Instructions to follow — Return the records exactly, with nothing added.

[Opening Information supplied section]

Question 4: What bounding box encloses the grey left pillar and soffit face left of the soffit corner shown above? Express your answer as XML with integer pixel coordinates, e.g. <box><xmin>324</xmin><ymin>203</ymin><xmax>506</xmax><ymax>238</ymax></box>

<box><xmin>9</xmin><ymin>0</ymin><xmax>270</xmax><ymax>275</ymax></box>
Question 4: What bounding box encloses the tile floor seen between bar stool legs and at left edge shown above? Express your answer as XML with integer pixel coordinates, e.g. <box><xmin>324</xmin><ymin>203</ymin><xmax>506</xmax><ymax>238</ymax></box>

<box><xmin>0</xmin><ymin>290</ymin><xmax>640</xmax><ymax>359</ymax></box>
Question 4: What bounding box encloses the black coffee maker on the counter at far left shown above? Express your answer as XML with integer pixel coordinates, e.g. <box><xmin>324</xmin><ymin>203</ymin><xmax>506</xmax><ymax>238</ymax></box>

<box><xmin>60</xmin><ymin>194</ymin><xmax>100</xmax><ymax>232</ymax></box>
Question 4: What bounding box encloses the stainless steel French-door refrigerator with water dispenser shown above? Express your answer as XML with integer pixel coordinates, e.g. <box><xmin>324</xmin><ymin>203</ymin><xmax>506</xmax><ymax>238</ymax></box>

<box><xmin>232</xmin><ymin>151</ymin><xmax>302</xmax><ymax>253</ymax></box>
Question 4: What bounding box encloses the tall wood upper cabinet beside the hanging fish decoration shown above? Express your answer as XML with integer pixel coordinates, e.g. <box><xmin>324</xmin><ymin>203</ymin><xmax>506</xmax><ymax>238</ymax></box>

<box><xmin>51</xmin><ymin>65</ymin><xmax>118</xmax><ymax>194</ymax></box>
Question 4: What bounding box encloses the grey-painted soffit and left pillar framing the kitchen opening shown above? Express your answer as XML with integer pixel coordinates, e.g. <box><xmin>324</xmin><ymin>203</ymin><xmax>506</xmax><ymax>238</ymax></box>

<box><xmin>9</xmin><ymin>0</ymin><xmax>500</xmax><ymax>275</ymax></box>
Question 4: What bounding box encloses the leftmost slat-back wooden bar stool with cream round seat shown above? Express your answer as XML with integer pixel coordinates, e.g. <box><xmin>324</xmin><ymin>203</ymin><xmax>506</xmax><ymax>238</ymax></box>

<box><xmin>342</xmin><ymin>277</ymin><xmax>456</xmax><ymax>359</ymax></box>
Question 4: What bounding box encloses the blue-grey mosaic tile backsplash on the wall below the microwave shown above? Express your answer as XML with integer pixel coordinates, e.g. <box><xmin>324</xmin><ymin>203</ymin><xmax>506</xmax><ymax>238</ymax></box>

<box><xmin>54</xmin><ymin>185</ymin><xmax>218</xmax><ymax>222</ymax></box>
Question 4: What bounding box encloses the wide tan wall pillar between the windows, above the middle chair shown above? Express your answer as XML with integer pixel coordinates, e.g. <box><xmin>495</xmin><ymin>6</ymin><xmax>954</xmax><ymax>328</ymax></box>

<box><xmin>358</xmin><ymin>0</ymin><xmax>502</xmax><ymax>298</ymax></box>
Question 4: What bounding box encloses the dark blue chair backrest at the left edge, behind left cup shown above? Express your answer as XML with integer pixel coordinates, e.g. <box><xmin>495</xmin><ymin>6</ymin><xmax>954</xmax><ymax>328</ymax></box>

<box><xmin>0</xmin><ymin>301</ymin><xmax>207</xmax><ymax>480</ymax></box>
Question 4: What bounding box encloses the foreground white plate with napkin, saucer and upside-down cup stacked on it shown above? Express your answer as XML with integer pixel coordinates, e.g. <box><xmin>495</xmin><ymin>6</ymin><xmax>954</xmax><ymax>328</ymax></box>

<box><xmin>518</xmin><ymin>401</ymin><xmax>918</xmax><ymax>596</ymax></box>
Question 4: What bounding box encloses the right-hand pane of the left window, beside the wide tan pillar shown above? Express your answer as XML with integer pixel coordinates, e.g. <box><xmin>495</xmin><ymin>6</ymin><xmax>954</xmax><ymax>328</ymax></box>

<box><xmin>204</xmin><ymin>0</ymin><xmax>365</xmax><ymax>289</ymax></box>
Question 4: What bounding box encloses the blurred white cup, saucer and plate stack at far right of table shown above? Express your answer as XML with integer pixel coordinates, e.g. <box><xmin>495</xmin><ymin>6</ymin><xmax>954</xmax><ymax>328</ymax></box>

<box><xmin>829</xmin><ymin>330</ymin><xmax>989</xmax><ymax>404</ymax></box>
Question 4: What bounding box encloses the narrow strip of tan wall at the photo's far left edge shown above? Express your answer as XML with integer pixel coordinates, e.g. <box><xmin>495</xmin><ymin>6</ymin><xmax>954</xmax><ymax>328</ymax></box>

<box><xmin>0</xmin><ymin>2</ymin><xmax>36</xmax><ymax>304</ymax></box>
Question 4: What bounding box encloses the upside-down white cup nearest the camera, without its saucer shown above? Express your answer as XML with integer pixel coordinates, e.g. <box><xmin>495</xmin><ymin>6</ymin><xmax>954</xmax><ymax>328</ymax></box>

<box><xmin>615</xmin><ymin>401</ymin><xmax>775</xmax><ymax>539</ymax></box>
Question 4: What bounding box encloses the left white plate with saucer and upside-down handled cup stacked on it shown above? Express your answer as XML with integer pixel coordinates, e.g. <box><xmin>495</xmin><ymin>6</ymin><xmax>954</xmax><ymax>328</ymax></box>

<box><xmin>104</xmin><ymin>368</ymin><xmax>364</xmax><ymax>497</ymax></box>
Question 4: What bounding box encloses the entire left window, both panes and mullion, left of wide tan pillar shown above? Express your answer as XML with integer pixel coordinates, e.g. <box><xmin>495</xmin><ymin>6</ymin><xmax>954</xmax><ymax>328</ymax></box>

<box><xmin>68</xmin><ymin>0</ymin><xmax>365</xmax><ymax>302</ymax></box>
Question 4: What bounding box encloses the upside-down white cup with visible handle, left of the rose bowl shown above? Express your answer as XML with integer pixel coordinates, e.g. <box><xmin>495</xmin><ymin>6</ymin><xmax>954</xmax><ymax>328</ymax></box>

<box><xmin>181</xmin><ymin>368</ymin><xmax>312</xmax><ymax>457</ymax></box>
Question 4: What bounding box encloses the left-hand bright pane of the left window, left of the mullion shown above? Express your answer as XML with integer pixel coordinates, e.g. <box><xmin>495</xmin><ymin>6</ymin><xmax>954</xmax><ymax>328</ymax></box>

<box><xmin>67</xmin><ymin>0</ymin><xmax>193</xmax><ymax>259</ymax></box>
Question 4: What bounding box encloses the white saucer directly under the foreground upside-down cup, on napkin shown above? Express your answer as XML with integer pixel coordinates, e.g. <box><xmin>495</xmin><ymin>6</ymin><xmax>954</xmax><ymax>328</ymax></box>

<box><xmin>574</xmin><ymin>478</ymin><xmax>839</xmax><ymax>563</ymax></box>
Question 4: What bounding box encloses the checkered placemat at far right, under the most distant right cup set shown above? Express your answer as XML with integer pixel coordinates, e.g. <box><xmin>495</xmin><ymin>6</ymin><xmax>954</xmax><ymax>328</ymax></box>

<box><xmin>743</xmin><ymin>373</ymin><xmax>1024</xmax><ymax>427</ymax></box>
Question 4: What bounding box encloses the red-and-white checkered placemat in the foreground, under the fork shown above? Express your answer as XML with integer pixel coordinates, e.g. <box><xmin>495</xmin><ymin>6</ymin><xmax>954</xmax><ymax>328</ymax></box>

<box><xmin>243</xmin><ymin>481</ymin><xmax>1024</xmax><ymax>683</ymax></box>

[Closing Information supplied section]

Reply —
Question 4: What bounding box encloses the grey left pillar and soffit face left of the soffit corner shown above? Express your answer as XML with integer pixel coordinates, e.g. <box><xmin>324</xmin><ymin>203</ymin><xmax>506</xmax><ymax>238</ymax></box>

<box><xmin>9</xmin><ymin>0</ymin><xmax>270</xmax><ymax>275</ymax></box>
Question 4: What bounding box encloses the tile floor seen between bar stool legs and at left edge shown above? Express your answer as XML with integer pixel coordinates, e.g. <box><xmin>324</xmin><ymin>203</ymin><xmax>506</xmax><ymax>238</ymax></box>

<box><xmin>0</xmin><ymin>290</ymin><xmax>640</xmax><ymax>359</ymax></box>
Question 4: What bounding box encloses the black coffee maker on the counter at far left shown above? Express your answer as XML with integer pixel coordinates, e.g. <box><xmin>324</xmin><ymin>203</ymin><xmax>506</xmax><ymax>238</ymax></box>

<box><xmin>60</xmin><ymin>194</ymin><xmax>100</xmax><ymax>232</ymax></box>
Question 4: What bounding box encloses the stainless steel French-door refrigerator with water dispenser shown above? Express your answer as XML with integer pixel coordinates, e.g. <box><xmin>324</xmin><ymin>203</ymin><xmax>506</xmax><ymax>238</ymax></box>

<box><xmin>232</xmin><ymin>151</ymin><xmax>302</xmax><ymax>253</ymax></box>
Question 4: What bounding box encloses the tall wood upper cabinet beside the hanging fish decoration shown above? Express your answer as XML with integer pixel coordinates, e.g. <box><xmin>324</xmin><ymin>203</ymin><xmax>506</xmax><ymax>238</ymax></box>

<box><xmin>51</xmin><ymin>65</ymin><xmax>118</xmax><ymax>194</ymax></box>
Question 4: What bounding box encloses the grey-painted soffit and left pillar framing the kitchen opening shown above? Express your answer as XML with integer pixel coordinates, e.g. <box><xmin>324</xmin><ymin>203</ymin><xmax>506</xmax><ymax>238</ymax></box>

<box><xmin>9</xmin><ymin>0</ymin><xmax>500</xmax><ymax>275</ymax></box>
Question 4: What bounding box encloses the leftmost slat-back wooden bar stool with cream round seat shown above? Express your answer as XML with integer pixel coordinates, e.g. <box><xmin>324</xmin><ymin>203</ymin><xmax>506</xmax><ymax>238</ymax></box>

<box><xmin>342</xmin><ymin>277</ymin><xmax>456</xmax><ymax>359</ymax></box>
Question 4: What bounding box encloses the blue-grey mosaic tile backsplash on the wall below the microwave shown above? Express your answer as XML with integer pixel coordinates, e.g. <box><xmin>324</xmin><ymin>203</ymin><xmax>506</xmax><ymax>238</ymax></box>

<box><xmin>54</xmin><ymin>185</ymin><xmax>218</xmax><ymax>222</ymax></box>
Question 4: What bounding box encloses the wide tan wall pillar between the windows, above the middle chair shown above? Express your answer as XML with integer pixel coordinates, e.g. <box><xmin>495</xmin><ymin>6</ymin><xmax>954</xmax><ymax>328</ymax></box>

<box><xmin>358</xmin><ymin>0</ymin><xmax>502</xmax><ymax>298</ymax></box>
Question 4: What bounding box encloses the dark blue chair backrest at the left edge, behind left cup shown above? Express your answer as XML with integer pixel coordinates, e.g. <box><xmin>495</xmin><ymin>6</ymin><xmax>954</xmax><ymax>328</ymax></box>

<box><xmin>0</xmin><ymin>301</ymin><xmax>207</xmax><ymax>480</ymax></box>
Question 4: What bounding box encloses the foreground white plate with napkin, saucer and upside-down cup stacked on it shown above? Express your answer as XML with integer pixel coordinates, e.g. <box><xmin>495</xmin><ymin>6</ymin><xmax>954</xmax><ymax>328</ymax></box>

<box><xmin>518</xmin><ymin>401</ymin><xmax>918</xmax><ymax>596</ymax></box>
Question 4: What bounding box encloses the right-hand pane of the left window, beside the wide tan pillar shown above? Express your answer as XML with integer pixel coordinates, e.g. <box><xmin>495</xmin><ymin>6</ymin><xmax>954</xmax><ymax>328</ymax></box>

<box><xmin>204</xmin><ymin>0</ymin><xmax>365</xmax><ymax>289</ymax></box>
Question 4: What bounding box encloses the blurred white cup, saucer and plate stack at far right of table shown above? Express your answer as XML with integer pixel coordinates, e.g. <box><xmin>495</xmin><ymin>6</ymin><xmax>954</xmax><ymax>328</ymax></box>

<box><xmin>829</xmin><ymin>330</ymin><xmax>989</xmax><ymax>404</ymax></box>
Question 4: What bounding box encloses the narrow strip of tan wall at the photo's far left edge shown above? Express your answer as XML with integer pixel coordinates, e.g. <box><xmin>495</xmin><ymin>6</ymin><xmax>954</xmax><ymax>328</ymax></box>

<box><xmin>0</xmin><ymin>2</ymin><xmax>36</xmax><ymax>304</ymax></box>
Question 4: What bounding box encloses the upside-down white cup nearest the camera, without its saucer shown above? Express your answer as XML with integer pixel coordinates, e.g. <box><xmin>495</xmin><ymin>6</ymin><xmax>954</xmax><ymax>328</ymax></box>

<box><xmin>615</xmin><ymin>401</ymin><xmax>775</xmax><ymax>539</ymax></box>
Question 4: What bounding box encloses the left white plate with saucer and upside-down handled cup stacked on it shown above? Express your answer as XML with integer pixel coordinates, e.g. <box><xmin>495</xmin><ymin>6</ymin><xmax>954</xmax><ymax>328</ymax></box>

<box><xmin>104</xmin><ymin>368</ymin><xmax>364</xmax><ymax>497</ymax></box>
Question 4: What bounding box encloses the entire left window, both panes and mullion, left of wide tan pillar shown above? Express your answer as XML with integer pixel coordinates, e.g. <box><xmin>495</xmin><ymin>6</ymin><xmax>954</xmax><ymax>328</ymax></box>

<box><xmin>68</xmin><ymin>0</ymin><xmax>365</xmax><ymax>302</ymax></box>
Question 4: What bounding box encloses the upside-down white cup with visible handle, left of the rose bowl shown above? Express your answer as XML with integer pixel coordinates, e.g. <box><xmin>495</xmin><ymin>6</ymin><xmax>954</xmax><ymax>328</ymax></box>

<box><xmin>181</xmin><ymin>368</ymin><xmax>312</xmax><ymax>457</ymax></box>
Question 4: What bounding box encloses the left-hand bright pane of the left window, left of the mullion shown above? Express your answer as XML with integer pixel coordinates, e.g. <box><xmin>495</xmin><ymin>6</ymin><xmax>954</xmax><ymax>328</ymax></box>

<box><xmin>67</xmin><ymin>0</ymin><xmax>193</xmax><ymax>259</ymax></box>
Question 4: What bounding box encloses the white saucer directly under the foreground upside-down cup, on napkin shown above? Express your answer as XML with integer pixel coordinates, e.g. <box><xmin>495</xmin><ymin>6</ymin><xmax>954</xmax><ymax>328</ymax></box>

<box><xmin>574</xmin><ymin>478</ymin><xmax>839</xmax><ymax>563</ymax></box>
Question 4: What bounding box encloses the checkered placemat at far right, under the most distant right cup set shown above? Express your answer as XML with integer pixel coordinates, e.g. <box><xmin>495</xmin><ymin>6</ymin><xmax>954</xmax><ymax>328</ymax></box>

<box><xmin>743</xmin><ymin>373</ymin><xmax>1024</xmax><ymax>427</ymax></box>
Question 4: What bounding box encloses the red-and-white checkered placemat in the foreground, under the fork shown above? Express your answer as XML with integer pixel coordinates, e.g. <box><xmin>495</xmin><ymin>6</ymin><xmax>954</xmax><ymax>328</ymax></box>

<box><xmin>243</xmin><ymin>481</ymin><xmax>1024</xmax><ymax>683</ymax></box>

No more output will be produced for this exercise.